## TASK
In the entries below, find the line containing "One point for each instance of the stone building", then copy it and every later line exactly, ending with the last line.

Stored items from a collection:
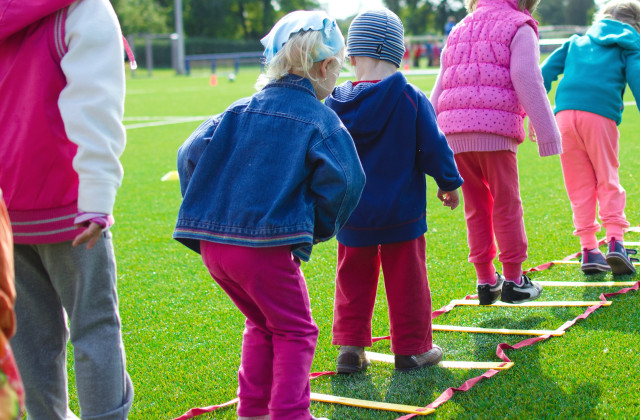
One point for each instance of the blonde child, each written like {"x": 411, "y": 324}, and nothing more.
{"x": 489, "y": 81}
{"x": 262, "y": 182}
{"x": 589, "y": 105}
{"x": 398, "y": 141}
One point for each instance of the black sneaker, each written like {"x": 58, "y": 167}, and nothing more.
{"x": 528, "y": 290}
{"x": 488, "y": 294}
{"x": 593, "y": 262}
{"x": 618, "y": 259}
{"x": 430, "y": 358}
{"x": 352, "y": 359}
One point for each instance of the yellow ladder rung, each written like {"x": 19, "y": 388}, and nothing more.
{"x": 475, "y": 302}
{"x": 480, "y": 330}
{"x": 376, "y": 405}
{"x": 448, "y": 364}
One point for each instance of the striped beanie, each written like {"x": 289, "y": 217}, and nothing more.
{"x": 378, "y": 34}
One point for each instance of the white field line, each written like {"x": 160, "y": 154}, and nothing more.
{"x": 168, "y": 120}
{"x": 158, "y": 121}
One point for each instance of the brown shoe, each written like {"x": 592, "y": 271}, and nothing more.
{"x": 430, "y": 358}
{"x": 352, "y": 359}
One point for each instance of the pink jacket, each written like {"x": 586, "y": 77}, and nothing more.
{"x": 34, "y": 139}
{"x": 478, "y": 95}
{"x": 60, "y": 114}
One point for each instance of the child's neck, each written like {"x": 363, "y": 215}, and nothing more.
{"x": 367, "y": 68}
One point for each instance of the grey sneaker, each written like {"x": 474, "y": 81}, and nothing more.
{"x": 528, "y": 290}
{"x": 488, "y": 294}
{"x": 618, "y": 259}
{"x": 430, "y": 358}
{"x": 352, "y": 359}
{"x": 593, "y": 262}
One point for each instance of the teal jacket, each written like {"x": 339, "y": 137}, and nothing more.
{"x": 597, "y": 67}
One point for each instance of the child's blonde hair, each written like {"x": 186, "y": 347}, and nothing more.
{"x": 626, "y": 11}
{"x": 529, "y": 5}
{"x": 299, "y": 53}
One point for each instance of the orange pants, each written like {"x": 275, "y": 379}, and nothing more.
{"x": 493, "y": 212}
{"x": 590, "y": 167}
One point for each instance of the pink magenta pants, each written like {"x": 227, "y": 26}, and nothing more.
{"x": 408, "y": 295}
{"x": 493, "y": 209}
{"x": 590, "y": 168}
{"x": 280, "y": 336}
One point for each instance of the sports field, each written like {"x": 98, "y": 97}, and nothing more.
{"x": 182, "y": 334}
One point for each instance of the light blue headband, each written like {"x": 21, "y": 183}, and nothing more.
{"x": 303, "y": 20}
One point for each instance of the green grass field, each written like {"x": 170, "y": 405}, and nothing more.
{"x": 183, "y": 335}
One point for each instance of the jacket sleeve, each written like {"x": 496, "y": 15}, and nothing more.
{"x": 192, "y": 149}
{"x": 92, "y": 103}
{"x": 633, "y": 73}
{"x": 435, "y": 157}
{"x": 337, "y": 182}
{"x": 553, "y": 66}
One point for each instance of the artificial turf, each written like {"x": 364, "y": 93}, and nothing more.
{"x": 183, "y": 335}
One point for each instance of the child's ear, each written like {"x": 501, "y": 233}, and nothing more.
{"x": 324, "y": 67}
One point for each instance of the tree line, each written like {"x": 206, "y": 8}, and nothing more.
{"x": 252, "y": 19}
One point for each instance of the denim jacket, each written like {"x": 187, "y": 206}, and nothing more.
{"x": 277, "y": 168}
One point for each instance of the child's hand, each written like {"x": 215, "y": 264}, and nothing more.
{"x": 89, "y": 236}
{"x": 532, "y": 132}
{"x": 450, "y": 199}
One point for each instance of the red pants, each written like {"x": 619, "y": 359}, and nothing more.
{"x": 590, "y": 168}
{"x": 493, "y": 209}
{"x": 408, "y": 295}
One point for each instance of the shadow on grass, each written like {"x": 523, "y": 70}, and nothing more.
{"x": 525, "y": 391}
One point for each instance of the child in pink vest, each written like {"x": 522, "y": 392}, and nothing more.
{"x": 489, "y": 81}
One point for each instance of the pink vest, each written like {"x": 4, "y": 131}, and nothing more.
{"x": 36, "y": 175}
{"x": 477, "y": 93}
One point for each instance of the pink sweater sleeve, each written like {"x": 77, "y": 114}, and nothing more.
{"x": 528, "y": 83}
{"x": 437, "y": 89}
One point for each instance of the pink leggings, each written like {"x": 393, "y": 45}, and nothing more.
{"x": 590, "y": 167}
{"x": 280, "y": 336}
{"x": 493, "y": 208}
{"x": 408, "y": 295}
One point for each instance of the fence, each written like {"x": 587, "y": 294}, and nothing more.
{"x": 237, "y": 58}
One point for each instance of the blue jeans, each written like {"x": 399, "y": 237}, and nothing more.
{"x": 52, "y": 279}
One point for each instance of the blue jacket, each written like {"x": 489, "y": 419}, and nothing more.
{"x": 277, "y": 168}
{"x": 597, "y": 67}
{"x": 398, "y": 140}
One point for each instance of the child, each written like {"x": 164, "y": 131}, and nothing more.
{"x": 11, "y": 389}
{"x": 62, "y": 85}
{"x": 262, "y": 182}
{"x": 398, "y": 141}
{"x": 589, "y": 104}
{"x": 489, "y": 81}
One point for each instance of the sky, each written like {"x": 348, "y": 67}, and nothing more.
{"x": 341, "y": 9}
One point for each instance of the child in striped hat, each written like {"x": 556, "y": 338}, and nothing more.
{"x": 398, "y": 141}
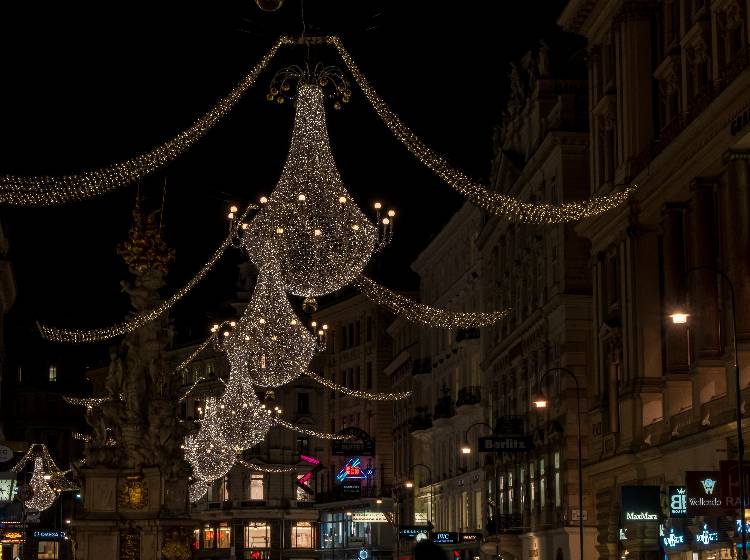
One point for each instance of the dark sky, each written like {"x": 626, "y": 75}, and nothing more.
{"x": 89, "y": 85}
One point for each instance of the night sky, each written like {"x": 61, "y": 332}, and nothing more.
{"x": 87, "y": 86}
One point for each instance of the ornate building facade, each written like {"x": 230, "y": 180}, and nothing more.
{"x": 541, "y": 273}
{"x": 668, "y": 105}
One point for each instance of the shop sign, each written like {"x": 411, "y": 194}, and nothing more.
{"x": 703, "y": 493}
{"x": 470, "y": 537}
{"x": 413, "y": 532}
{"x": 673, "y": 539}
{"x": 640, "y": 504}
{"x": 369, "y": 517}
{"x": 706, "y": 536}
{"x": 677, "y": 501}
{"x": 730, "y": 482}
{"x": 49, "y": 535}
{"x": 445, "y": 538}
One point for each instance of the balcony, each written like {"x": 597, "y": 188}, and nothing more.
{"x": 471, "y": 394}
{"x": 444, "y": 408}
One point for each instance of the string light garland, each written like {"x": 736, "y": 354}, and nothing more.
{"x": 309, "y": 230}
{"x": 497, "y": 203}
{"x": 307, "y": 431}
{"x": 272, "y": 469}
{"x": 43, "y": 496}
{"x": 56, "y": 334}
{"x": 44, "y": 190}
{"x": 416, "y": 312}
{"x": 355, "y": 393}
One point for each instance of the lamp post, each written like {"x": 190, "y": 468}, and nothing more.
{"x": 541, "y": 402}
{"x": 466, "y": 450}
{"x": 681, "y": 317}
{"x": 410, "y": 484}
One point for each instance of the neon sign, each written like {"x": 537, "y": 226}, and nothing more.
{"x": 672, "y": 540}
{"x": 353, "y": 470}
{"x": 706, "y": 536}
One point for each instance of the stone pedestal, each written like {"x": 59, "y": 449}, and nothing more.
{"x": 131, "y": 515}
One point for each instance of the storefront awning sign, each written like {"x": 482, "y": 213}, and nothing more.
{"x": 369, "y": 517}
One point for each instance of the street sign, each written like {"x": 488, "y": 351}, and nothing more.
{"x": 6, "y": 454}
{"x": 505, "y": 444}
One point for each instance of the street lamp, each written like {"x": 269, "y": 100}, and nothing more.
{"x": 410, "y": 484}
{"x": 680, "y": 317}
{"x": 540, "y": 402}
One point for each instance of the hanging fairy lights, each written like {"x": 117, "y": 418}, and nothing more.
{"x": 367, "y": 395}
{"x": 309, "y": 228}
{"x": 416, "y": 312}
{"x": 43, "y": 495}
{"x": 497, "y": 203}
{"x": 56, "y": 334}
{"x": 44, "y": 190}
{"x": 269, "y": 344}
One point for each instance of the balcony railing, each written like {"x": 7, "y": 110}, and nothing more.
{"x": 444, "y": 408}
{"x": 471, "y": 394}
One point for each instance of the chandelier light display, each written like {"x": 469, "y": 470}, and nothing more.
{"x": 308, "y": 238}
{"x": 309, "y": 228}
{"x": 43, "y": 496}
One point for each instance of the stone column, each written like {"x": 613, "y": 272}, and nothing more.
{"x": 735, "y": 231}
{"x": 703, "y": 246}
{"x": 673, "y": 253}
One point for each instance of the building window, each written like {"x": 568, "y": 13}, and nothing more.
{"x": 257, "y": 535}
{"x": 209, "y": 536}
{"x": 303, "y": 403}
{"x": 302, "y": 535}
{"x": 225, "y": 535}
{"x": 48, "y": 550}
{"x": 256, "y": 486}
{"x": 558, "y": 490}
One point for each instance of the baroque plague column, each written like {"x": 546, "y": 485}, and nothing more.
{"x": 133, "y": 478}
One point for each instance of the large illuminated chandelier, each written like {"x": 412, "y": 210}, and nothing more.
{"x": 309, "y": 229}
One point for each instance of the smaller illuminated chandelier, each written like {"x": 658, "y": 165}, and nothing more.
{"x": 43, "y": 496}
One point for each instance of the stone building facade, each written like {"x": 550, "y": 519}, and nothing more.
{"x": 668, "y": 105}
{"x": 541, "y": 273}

## SOLUTION FOR THIS EXERCISE
One point for each instance of the stone building facade, each written like {"x": 550, "y": 519}, and nothing more.
{"x": 668, "y": 105}
{"x": 541, "y": 273}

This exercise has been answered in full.